# Text extract:
# UMOC Wiring help



## rclugnut (Aug 11, 2011)

Hi,

I'm hoping you can guys help us, I'm part of an engineering team that competes in the SAE clean snowmobile challenge. We are working on rebuilding our old sled...

A bit of history first, before I was on the team the sled was controlled by a solectria UMOC 325, the year before i joined a DMOC445 replaced that and is mated with the solectria AC-21 motor. We have since built up a new sled we purchased another umoc second hand. This DMOC is giving us issues (see the other thread i just posted "DMOC help"). So we're also looking to drop in the old umoc controller however wiring it somewhat of a snag of us and we could use some direction.

Based on the attached manual (page 141 per the manual 149/162 in adobe) We can follow most of the wiring except where the 12v supply goes in. We're geussing it's pin 14 "main ignition switch to digital enable".

Our biggest issue that we have is the encoder, currently the encoder is setup for the dmoc through the 9 pin ampseal connector, we know all of those pins. What we dont' know is where those 9 pins should go on the umoc controller so we can make an adapter. Does anybody know what the pin out for the encoder input is on the umoc?

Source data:
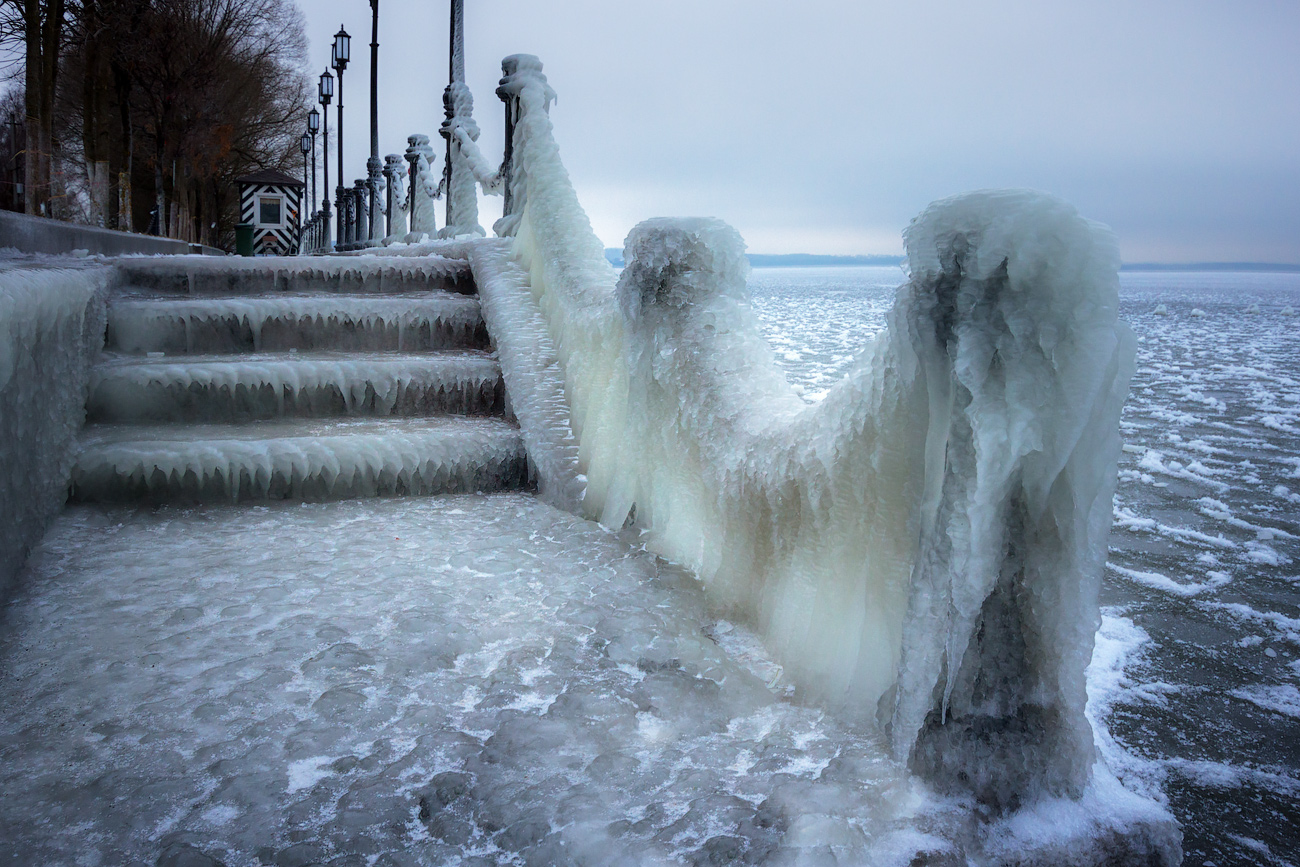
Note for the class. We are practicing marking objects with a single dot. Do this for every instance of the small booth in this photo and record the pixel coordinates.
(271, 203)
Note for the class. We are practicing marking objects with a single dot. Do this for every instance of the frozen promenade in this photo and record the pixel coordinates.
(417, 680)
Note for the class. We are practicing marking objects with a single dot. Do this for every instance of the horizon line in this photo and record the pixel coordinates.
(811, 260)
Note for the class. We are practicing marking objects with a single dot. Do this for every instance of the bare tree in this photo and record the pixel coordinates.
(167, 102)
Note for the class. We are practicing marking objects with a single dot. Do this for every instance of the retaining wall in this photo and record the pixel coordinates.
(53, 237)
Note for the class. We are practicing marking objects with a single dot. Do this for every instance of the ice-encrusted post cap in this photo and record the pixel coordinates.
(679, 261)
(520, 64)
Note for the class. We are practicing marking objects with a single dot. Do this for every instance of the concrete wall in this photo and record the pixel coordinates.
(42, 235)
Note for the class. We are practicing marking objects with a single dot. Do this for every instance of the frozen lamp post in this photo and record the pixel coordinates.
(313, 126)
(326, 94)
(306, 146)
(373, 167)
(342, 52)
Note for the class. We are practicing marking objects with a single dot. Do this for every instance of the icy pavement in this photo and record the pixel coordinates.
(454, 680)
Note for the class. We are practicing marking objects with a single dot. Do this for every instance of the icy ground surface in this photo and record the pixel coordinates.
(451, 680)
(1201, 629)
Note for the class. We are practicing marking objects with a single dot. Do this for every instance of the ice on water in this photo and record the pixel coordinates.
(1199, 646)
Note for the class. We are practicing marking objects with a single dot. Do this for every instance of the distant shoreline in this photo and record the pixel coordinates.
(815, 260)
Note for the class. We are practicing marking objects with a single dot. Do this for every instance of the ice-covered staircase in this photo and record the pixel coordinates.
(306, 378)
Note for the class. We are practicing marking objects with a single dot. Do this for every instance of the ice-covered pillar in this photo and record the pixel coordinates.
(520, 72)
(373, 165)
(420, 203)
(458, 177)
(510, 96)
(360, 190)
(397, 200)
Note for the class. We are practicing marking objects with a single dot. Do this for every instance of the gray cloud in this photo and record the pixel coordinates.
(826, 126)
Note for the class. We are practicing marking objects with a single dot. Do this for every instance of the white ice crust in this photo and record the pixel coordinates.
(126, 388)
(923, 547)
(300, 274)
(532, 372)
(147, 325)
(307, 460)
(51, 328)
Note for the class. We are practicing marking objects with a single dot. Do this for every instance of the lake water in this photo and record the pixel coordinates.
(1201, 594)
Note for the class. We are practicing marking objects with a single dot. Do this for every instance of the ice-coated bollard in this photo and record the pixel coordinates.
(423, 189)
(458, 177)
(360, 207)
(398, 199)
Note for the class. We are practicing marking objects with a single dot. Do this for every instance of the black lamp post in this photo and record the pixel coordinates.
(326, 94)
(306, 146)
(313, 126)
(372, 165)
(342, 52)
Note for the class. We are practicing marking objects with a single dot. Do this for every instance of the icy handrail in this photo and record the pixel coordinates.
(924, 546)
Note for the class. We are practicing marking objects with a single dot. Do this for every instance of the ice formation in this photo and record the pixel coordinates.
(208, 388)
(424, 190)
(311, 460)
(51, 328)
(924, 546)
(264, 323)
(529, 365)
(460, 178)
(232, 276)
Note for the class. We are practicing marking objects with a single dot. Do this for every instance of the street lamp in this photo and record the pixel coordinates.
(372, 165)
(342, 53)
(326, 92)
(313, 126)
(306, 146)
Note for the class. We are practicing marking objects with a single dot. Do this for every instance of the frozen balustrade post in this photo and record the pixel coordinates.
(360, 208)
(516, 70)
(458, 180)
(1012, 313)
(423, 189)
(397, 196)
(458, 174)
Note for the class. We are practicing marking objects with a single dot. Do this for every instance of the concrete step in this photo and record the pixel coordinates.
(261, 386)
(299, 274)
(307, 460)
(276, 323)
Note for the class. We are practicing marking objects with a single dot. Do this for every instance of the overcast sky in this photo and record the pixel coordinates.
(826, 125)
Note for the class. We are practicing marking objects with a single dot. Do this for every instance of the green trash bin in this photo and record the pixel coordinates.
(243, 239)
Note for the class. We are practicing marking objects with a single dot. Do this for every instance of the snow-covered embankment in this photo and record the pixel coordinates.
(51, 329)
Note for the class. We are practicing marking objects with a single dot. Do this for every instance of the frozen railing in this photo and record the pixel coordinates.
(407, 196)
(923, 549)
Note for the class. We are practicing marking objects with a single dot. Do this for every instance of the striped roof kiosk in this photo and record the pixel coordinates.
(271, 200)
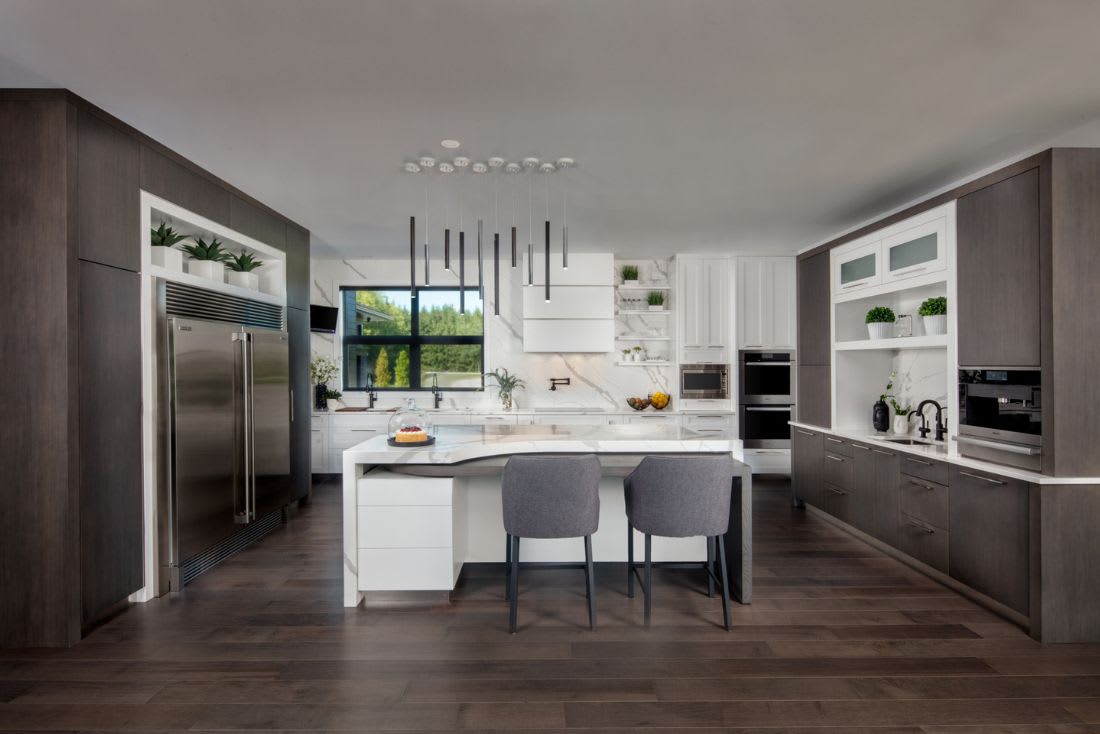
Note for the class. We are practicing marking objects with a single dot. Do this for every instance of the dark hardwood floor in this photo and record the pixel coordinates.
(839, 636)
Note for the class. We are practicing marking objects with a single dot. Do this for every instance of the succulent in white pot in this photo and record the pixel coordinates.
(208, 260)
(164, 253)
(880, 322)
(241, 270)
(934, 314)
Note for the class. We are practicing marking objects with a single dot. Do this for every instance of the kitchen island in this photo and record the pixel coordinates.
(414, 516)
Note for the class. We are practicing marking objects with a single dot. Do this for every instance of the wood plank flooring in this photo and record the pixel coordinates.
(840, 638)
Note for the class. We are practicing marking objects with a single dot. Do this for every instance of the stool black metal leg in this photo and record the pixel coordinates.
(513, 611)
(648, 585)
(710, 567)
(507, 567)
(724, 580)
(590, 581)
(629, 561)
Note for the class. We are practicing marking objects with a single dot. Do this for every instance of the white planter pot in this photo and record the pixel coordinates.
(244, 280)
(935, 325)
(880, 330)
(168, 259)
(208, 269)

# Exercise instructions:
a. In the UMOC wiring post, rewrite the stretch from "## rclugnut (Aug" through "use some direction.", substituting "machine" for "sled".
b. According to the UMOC wiring post, which pin does the team guess the 12v supply goes into?
c. Carry the UMOC wiring post on from its last sentence.

# Task responses:
a.
## rclugnut (Aug 11, 2011)

Hi,

I'm hoping you can guys help us, I'm part of an engineering team that competes in the SAE clean snowmobile challenge. We are working on rebuilding our old machine...

A bit of history first, before I was on the team the machine was controlled by a solectria UMOC 325, the year before i joined a DMOC445 replaced that and is mated with the solectria AC-21 motor. We have since built up a new machine we purchased another umoc second hand. This DMOC is giving us issues (see the other thread i just posted "DMOC help"). So we're also looking to drop in the old umoc controller however wiring it somewhat of a snag of us and we could use some direction.

b. Pin 14, "main ignition switch to digital enable".

c.
Thanks


----------



## zaxxon (Jul 11, 2009)

The main 12 volt input goes into the cable coming out of the box on page 80 Figure 4 labeled : 2 Pin Packard from Keyed 12V DC.


The pin out for the UMOC encoder cable is: 1 – (no connection), 2 – (GND), 3 – (A-), 4 – (A+), 5 – (GND), 6 – (6 volts), 7 – (B-), 8 – (B+), 9 – (TC+)

Note, the encoder signal that goes to the A+ and A- and B+ and B- must be a bi-polar signal that goes plus and minus with respect to ground.


----------



## rclugnut (Aug 11, 2011)

Thanks I was directed to page 141 and haven't read through the whole manual yet as that seemed like the logical place for all that information to be. We probably won't be testing the encoder for a while with finials and winter break coming up. This will be connected to an encoder that originally went with a DMOC 445, do you know if this will cause any issues, the pin's seem mostly similar/compatible.

Thanks


----------



## zaxxon (Jul 11, 2009)

I am not familiar with the DMOC 445. I have experience with the UMOC 445 and CAN based DMOC645 and they require different signals. 

I would say if the DMOC 445 Encoder or the Motor documentation shows four wires with two pairs having a + and - connection each, then I would say it will work. If just two wires UA1 and UA2 are shown that use the ground for reference return, then I would say no, and you will need to add a circuit to convert the 0 to 5 volt signal pulses from the motor to bipolar 
 + / - 5 volt pulses.


Note: 
On the DMOC 445 issue you’re having. What you describe sounds like it could be a signal grounding issue. Make sure to check all your grounds and signal and switch return wires. If the controller requires a reference connection to your frame and 12 volt battery ground make sure you have one. Make sure your DMOC case is also grounded if the manual says to do so.


----------



## rclugnut (Aug 11, 2011)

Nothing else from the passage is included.